___ Texto proporcionado

Los mosquitos atacan en todas partes, aunque encuentran más resistencia en las ciudades. En las zonas rurales tienen más permeabilidad, debido a que es más difícil lograr acciones coordinadas para neutralizarlos. En las ciudades, sin embargo, a veces no se toman las precauciones correspondientes, y se producen ataques sorpresivos, ocasionalmente duraderos.
El objetivo no es exterminarlos a todos. No es posible, y sospechamos que tampoco es aconsejable. Es bueno dejarlos en un estado debilitado, pero en el que podamos ver el daño que hacen. Una especie de vacuna. Lo que necesitamos es establecer las estructuras adecuadas como para que no puedan llegar a los números que les permitan hacer daños extendidos. Debemos adecuar nuestra infraestructura. También es importante mantenerlos en nuestra memoria. Tener en cuenta lo que han logrado en el pasado, y cuánto nos ha costado en cada ocasión liberarnos de ellos. Transmitir a las nuevas generaciones las experiencias vividas, para que no se vean tentados de cometer los mismos errores que nosotros.

______
___ Datos para analizar

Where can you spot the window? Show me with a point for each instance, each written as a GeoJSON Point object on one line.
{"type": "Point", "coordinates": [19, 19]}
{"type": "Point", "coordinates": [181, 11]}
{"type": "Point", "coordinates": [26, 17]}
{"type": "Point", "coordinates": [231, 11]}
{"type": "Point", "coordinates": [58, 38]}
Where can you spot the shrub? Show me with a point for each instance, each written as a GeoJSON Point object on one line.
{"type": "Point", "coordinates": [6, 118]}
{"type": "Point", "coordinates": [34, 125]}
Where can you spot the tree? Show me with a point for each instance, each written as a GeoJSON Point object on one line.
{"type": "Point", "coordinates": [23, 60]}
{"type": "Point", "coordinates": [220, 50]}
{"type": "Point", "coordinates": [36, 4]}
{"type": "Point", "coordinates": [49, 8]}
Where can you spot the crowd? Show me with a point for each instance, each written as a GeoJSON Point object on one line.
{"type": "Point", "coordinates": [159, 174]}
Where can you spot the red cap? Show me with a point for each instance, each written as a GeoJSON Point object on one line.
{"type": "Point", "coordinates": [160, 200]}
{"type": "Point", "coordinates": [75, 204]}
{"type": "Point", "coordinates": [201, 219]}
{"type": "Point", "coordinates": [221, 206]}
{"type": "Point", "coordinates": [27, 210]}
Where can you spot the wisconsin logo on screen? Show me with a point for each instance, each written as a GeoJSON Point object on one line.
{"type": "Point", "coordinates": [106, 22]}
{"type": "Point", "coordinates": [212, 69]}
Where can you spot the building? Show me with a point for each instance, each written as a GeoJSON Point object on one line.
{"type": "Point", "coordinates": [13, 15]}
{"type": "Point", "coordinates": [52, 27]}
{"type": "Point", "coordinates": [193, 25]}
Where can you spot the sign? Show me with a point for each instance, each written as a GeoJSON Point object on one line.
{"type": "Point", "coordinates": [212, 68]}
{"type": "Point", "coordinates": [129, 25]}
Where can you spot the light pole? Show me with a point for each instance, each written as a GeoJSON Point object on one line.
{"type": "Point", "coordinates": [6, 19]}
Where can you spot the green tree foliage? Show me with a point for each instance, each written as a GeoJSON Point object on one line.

______

**Consigna A**
Enumera, en el orden en que aparecen, todos los verbos conjugados del primer párrafo del texto sobre los mosquitos.
**Consigna B**
Reproduce sin cambios el fragmento del texto sobre los mosquitos que va desde "El objetivo no" hasta "errores que nosotros.".

**Resultado A**
atacan, encuentran, tienen, es, toman, producen

**Resultado B**
El objetivo no es exterminarlos a todos. No es posible, y sospechamos que tampoco es aconsejable. Es bueno dejarlos en un estado debilitado, pero en el que podamos ver el daño que hacen. Una especie de vacuna. Lo que necesitamos es establecer las estructuras adecuadas como para que no puedan llegar a los números que les permitan hacer daños extendidos. Debemos adecuar nuestra infraestructura. También es importante mantenerlos en nuestra memoria. Tener en cuenta lo que han logrado en el pasado, y cuánto nos ha costado en cada ocasión liberarnos de ellos. Transmitir a las nuevas generaciones las experiencias vividas, para que no se vean tentados de cometer los mismos errores que nosotros.